WHAT YOU WILL DO:
**A.** From the music news page, repeat the stretch from "by Jay Gabler" through "break 100 million." word for word.
**B.** According to the music news page, how many CDs were sold in 2016?

GIVEN TEXT:
● ● ● ●

The Current

Great Music Lives Here ®
Listener-Supported Music
Donate Now
The Current Music News

Music News: Compact disc sales drop to 1986 numbers

A compact disc player advertisement from the 1980s
A compact disc player advertisement from the 1980sTechnics

by Jay Gabler

March 30, 2017

Music fans who were around in the '80s remember when the compact disc was billed as the future of music — and so it was, but now the reflective digital discs are becoming a thing of the past. New data from the Recording Industry Association of America indicate that last year, only 99.4 million CDs were sold. That sounds like a lot, but it makes 2016 the first year since 1986 when CD sales didn't break 100 million.

Record labels' bank accounts bulged during the 1990s, when CDs were flying off the shelves — with many older fans replacing LPs, thus paying twice for the same music. Total music sales revenue in 2016 was $7.7 billion, only about half of what it was at its peak in 1999.

Still, the decline has finally been reversed by a rise in streaming subscriptions, which last year, for the first time, accounted for over half the total sum that U.S. consumers paid for recorded music. Thanks to the streaming boom, overall recording industry revenue last year was up 11% from 2015. (New York Times)

Bob Dylan paid tribute to Woody Guthrie (again)

In 1961, Bob Dylan left Minnesota to visit a dying Woody Guthrie in a New Jersey hospital. Last year, it's been revealed, Dylan took another trip to pay homage to his late idol: he visited the Woody Guthrie Center in Tulsa. The fact that Guthrie's archives are housed in Oklahoma helped inspire Dylan to sell his own personal archives to the University of Tulsa — which is building a Bob Dylan Center to house the material. (MPR News)

● ● ● ●

RECORDS PROVIDED:
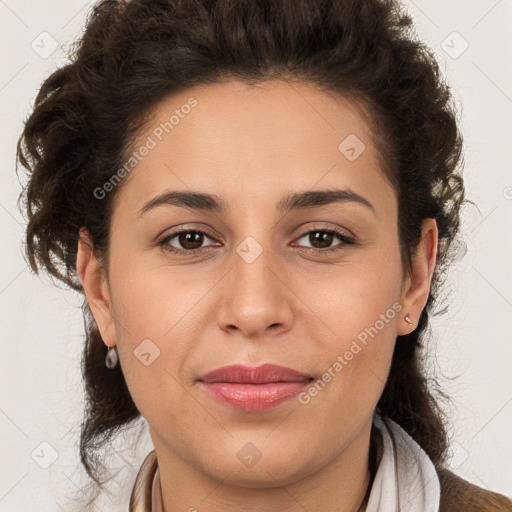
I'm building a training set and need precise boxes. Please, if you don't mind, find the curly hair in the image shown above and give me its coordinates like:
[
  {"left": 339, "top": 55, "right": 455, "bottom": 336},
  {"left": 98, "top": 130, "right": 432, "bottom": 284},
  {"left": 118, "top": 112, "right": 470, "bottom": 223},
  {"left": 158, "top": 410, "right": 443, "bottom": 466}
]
[{"left": 17, "top": 0, "right": 464, "bottom": 496}]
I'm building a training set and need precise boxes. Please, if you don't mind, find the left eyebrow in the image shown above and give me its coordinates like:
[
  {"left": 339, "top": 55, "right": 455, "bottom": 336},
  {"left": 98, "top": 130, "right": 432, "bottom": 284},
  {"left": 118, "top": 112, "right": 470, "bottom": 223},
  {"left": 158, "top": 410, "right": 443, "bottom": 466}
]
[{"left": 137, "top": 188, "right": 375, "bottom": 217}]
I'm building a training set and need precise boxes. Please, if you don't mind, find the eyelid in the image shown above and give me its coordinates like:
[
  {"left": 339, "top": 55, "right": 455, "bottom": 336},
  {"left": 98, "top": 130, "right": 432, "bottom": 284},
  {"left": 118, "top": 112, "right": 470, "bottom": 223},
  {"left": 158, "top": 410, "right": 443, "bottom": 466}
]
[{"left": 158, "top": 225, "right": 355, "bottom": 255}]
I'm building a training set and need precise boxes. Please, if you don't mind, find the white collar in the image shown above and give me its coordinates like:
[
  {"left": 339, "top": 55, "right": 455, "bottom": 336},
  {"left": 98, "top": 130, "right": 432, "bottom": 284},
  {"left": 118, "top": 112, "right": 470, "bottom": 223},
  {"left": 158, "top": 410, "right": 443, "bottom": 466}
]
[
  {"left": 145, "top": 416, "right": 441, "bottom": 512},
  {"left": 365, "top": 416, "right": 441, "bottom": 512}
]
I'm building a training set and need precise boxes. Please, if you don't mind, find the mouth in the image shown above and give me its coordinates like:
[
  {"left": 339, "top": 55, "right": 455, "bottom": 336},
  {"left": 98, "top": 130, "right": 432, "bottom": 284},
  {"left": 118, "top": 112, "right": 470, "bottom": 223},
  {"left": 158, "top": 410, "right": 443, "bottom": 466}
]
[{"left": 198, "top": 364, "right": 313, "bottom": 412}]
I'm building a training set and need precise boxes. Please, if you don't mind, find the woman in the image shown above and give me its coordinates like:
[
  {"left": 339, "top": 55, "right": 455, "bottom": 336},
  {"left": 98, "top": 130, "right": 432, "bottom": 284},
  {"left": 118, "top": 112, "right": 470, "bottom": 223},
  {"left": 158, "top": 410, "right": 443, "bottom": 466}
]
[{"left": 18, "top": 0, "right": 512, "bottom": 512}]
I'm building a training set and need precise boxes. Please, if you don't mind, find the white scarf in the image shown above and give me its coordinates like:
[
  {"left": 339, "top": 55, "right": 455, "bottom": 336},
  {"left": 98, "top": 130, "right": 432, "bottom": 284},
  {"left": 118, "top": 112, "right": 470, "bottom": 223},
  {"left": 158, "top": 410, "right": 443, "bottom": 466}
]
[{"left": 365, "top": 416, "right": 441, "bottom": 512}]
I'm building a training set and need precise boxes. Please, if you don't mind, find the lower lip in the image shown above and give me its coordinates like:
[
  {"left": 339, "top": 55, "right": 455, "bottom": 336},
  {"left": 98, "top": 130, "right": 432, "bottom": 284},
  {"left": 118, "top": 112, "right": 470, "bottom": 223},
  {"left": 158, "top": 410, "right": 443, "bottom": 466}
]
[{"left": 200, "top": 380, "right": 311, "bottom": 412}]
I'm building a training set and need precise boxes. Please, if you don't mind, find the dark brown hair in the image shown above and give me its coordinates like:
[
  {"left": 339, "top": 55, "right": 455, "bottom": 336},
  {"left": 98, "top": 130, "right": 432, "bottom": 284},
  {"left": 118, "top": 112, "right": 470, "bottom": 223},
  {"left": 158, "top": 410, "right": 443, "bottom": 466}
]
[{"left": 18, "top": 0, "right": 464, "bottom": 498}]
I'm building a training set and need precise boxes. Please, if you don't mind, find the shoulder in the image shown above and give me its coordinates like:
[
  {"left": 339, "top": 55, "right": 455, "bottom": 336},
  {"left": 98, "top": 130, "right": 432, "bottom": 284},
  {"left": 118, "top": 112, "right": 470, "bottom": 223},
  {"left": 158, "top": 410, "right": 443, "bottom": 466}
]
[{"left": 437, "top": 468, "right": 512, "bottom": 512}]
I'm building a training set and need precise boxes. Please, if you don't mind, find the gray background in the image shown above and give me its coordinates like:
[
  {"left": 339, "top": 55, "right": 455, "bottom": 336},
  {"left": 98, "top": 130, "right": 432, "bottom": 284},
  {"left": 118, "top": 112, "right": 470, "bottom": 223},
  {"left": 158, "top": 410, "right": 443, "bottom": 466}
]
[{"left": 0, "top": 0, "right": 512, "bottom": 512}]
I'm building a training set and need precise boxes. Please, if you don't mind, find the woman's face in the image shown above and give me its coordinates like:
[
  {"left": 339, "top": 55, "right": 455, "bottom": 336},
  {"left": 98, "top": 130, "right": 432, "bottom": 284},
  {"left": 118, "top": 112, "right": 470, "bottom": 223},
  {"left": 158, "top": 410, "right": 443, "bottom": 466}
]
[{"left": 78, "top": 81, "right": 435, "bottom": 487}]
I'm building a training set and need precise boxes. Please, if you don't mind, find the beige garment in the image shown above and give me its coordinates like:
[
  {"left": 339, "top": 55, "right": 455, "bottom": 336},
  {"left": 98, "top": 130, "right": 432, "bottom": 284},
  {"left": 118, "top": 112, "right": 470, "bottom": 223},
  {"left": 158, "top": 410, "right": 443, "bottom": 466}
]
[
  {"left": 129, "top": 444, "right": 512, "bottom": 512},
  {"left": 129, "top": 450, "right": 163, "bottom": 512}
]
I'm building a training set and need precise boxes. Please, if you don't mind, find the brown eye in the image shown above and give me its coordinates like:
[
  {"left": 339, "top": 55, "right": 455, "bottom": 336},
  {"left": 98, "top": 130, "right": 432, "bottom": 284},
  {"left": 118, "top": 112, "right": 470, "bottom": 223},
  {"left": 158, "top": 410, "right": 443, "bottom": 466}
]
[
  {"left": 159, "top": 229, "right": 216, "bottom": 253},
  {"left": 298, "top": 229, "right": 354, "bottom": 252}
]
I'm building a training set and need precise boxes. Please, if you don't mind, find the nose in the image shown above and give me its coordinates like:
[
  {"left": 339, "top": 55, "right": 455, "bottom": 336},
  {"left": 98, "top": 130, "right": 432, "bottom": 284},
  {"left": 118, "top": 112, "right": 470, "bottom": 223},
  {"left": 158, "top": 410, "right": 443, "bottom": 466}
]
[{"left": 217, "top": 243, "right": 293, "bottom": 339}]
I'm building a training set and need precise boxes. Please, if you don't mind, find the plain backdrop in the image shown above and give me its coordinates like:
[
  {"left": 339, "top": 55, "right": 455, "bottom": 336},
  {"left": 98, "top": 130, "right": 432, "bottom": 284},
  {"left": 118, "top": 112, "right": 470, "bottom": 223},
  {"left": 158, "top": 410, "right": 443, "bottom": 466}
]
[{"left": 0, "top": 0, "right": 512, "bottom": 512}]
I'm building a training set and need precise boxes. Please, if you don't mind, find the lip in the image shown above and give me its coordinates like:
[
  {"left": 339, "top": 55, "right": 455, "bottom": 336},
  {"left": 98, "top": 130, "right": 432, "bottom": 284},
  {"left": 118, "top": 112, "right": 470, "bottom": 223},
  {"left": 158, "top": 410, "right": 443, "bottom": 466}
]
[{"left": 198, "top": 364, "right": 313, "bottom": 412}]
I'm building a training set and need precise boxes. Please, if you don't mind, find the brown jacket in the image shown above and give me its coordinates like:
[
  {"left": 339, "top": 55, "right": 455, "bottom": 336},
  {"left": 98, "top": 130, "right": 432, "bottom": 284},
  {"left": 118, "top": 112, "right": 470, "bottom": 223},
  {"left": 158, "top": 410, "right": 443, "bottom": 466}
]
[{"left": 129, "top": 450, "right": 512, "bottom": 512}]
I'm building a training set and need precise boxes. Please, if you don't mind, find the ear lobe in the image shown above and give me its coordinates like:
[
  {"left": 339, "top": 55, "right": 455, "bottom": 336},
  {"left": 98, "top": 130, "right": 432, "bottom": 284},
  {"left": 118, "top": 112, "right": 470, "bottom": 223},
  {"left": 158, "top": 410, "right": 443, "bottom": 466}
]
[
  {"left": 397, "top": 219, "right": 438, "bottom": 336},
  {"left": 76, "top": 228, "right": 116, "bottom": 347}
]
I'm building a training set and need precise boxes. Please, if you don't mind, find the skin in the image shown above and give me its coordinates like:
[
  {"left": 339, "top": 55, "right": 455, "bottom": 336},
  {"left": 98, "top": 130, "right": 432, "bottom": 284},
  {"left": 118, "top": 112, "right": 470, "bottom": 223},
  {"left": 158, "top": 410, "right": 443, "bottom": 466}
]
[{"left": 77, "top": 81, "right": 437, "bottom": 512}]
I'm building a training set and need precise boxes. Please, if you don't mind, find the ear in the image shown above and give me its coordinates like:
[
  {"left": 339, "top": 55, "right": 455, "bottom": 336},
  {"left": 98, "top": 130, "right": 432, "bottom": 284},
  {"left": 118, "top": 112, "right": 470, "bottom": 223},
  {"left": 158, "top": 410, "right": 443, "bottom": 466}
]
[
  {"left": 397, "top": 219, "right": 438, "bottom": 336},
  {"left": 76, "top": 228, "right": 116, "bottom": 347}
]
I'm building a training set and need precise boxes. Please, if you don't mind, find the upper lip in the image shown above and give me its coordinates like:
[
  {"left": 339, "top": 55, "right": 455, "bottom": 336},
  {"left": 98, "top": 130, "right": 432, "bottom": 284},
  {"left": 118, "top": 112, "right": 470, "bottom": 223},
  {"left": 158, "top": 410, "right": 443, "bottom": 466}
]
[{"left": 198, "top": 364, "right": 313, "bottom": 384}]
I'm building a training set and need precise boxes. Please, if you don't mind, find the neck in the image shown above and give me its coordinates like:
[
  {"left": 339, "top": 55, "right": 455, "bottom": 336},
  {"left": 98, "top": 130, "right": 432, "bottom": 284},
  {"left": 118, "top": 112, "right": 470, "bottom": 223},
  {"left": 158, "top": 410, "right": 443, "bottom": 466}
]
[{"left": 153, "top": 420, "right": 375, "bottom": 512}]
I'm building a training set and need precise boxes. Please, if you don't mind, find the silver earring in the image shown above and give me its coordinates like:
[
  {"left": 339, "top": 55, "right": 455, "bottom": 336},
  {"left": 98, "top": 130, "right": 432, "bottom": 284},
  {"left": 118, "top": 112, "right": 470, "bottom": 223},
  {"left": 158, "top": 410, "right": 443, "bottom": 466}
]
[{"left": 105, "top": 345, "right": 118, "bottom": 370}]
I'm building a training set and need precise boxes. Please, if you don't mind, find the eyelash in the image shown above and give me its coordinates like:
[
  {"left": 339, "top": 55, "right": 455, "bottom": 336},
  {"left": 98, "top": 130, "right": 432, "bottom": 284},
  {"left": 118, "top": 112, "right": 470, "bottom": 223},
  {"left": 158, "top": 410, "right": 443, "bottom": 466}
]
[{"left": 158, "top": 228, "right": 355, "bottom": 255}]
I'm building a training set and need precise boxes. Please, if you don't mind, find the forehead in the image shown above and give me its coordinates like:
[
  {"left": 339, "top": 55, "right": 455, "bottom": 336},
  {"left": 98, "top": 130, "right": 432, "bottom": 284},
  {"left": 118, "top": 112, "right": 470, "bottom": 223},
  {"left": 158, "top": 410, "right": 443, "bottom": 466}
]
[{"left": 113, "top": 81, "right": 390, "bottom": 216}]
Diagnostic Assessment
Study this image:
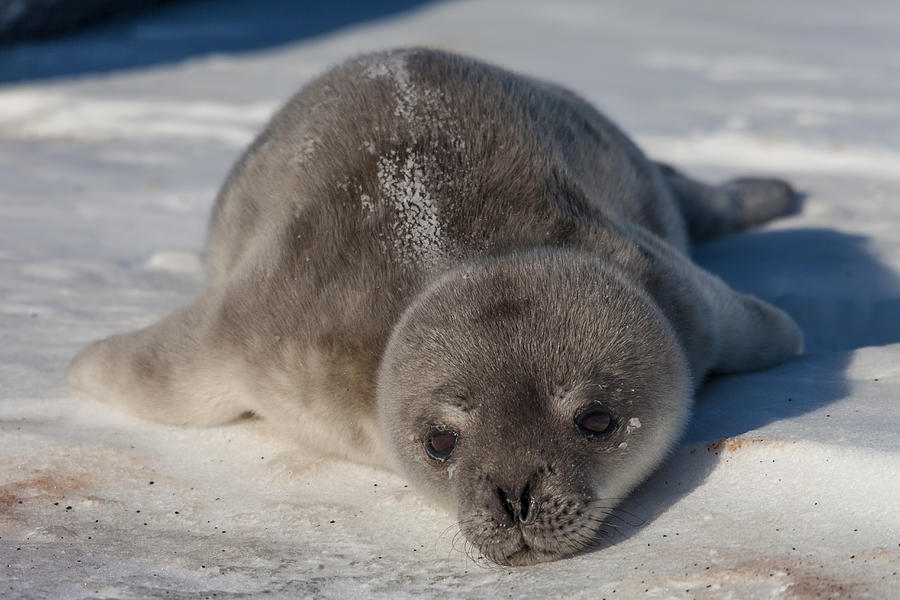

● ● ● ●

ANSWERS FOR THE TASKS:
**A.**
by Jay Gabler

March 30, 2017

Music fans who were around in the '80s remember when the compact disc was billed as the future of music — and so it was, but now the reflective digital discs are becoming a thing of the past. New data from the Recording Industry Association of America indicate that last year, only 99.4 million CDs were sold. That sounds like a lot, but it makes 2016 the first year since 1986 when CD sales didn't break 100 million.

**B.** 99.4 million